Content starts
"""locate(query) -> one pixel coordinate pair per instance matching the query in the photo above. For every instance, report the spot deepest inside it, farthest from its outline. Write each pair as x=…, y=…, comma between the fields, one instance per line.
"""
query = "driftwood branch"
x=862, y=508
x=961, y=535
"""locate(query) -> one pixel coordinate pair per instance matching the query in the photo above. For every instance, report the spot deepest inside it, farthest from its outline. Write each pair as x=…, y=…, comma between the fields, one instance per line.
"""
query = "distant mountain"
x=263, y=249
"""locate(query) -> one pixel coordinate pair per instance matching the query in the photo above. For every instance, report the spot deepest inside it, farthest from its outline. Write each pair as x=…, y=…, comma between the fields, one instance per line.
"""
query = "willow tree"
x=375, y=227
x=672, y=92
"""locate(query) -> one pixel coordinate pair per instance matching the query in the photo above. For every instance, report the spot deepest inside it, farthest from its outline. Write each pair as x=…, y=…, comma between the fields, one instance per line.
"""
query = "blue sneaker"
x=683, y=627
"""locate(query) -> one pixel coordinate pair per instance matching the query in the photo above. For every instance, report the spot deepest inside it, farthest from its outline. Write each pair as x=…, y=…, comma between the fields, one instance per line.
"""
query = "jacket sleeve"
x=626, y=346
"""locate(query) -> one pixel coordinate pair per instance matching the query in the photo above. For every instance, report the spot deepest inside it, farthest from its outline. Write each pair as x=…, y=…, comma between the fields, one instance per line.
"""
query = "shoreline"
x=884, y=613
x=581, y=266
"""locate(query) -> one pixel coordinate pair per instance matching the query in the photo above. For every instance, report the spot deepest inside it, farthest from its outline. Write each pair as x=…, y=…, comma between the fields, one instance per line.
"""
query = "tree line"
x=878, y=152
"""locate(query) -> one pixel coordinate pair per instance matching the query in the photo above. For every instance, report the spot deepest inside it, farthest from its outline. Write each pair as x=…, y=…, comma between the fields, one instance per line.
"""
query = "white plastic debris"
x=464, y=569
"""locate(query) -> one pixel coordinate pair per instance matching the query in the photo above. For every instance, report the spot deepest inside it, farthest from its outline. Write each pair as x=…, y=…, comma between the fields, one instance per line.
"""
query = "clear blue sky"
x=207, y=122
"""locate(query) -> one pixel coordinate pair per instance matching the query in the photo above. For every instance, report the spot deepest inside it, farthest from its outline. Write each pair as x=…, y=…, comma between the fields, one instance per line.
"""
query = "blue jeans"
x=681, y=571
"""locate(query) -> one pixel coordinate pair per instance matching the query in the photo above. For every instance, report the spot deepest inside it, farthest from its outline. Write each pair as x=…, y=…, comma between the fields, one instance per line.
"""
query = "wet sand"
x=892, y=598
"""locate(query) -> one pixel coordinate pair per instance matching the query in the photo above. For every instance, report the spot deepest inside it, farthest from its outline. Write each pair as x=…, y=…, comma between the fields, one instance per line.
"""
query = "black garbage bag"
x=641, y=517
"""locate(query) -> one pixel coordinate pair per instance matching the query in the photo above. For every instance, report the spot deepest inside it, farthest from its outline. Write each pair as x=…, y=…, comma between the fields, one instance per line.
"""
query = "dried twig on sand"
Content ends
▶ **To do**: The listing above should be transcribed in full, exactly as written.

▶ **Task response**:
"""locate(query) -> one pixel coordinate pair per instance matching the query in the photo above. For every instance, report the spot deepest inside it, farthest from its outline. Write each pair as x=…, y=…, comma between the fields, one instance per line.
"""
query = "driftwood branch"
x=862, y=508
x=961, y=535
"""locate(query) -> one pixel coordinate pair per instance matching the query in the photo above. For every instance, report the spot deepest inside it, farthest from its outline. Write each pair as x=…, y=…, comma between the fields, one instance per line.
"""
query = "distant mountain"
x=263, y=249
"""locate(query) -> one pixel coordinate pair per instance matching the query in the photo above. For every instance, report the spot deepest inside it, farthest from its outline. Write each pair as x=…, y=…, comma between the fields, one instance per line.
"""
query = "willow tree"
x=375, y=227
x=672, y=92
"""locate(query) -> one pixel coordinate pair per instance matching the query in the photo above. For every instance, report the spot deepest inside it, farthest from its outline. Write each pair as x=…, y=…, comma between the fields, one instance per line.
"""
query = "blue sneaker"
x=683, y=627
"""locate(query) -> one pixel coordinate pair per instance matching the query in the photo above. For every instance, report the spot deepest inside it, farthest from its outline. Write each pair as x=…, y=…, comma between the fields, one instance per line.
"""
query = "jacket sleeve"
x=626, y=346
"""locate(query) -> one pixel coordinate pair per instance matching the query in the photo above. For every instance, report the spot deepest inside it, farthest from its outline. Write each pair as x=…, y=…, comma between the fields, one instance per line.
"""
query = "shoreline"
x=884, y=613
x=581, y=266
"""locate(query) -> one pixel coordinate pair per instance matching the query in the photo above. For every instance, report the spot deepest inside it, farthest from its outline. Write each pair as x=…, y=…, comma between the fields, one instance per line.
"""
query = "tree line"
x=878, y=152
"""locate(query) -> one pixel coordinate pair per instance matching the query in the photo above. For every instance, report the spot deepest inside it, farthest from its outline. Write each pair as x=…, y=…, comma between the fields, one instance per line.
"""
query = "white plastic debris"
x=464, y=569
"""locate(query) -> one pixel coordinate pair per instance matching the query in the photo above. For every instance, report the spot deepest inside it, farthest from its outline. Write each pair as x=…, y=…, comma between the fields, one instance per line.
"""
query = "clear blue sky"
x=207, y=122
"""locate(query) -> one pixel coordinate pair per instance matching the query in the photo above. For every instance, report the spot deepest inside it, farthest from its outline. Write each pair as x=…, y=…, comma between the fields, one instance per line.
"""
query = "blue jeans"
x=681, y=571
"""locate(query) -> one pixel coordinate pair per instance matching the query in the photo above. For every instance, report the spot deepest inside it, farthest from its outline. Write each pair as x=…, y=…, comma between the fields, one instance per line.
"""
query = "wet sand"
x=892, y=598
"""locate(query) -> one pixel coordinate pair per instance matching the query in the photo above. For every instance, report the spot deepest inside it, farthest from its outline. Write each pair as x=…, y=…, comma between the fields, one instance per line.
"""
query = "black garbage bag"
x=641, y=517
"""locate(query) -> one pixel coordinate pair per instance matching the query in the photo above. For every instance, report the spot deepest inside it, farthest from its outline. Write each pair as x=…, y=…, comma between the fields, one instance per line.
"""
query = "dried twig on sand"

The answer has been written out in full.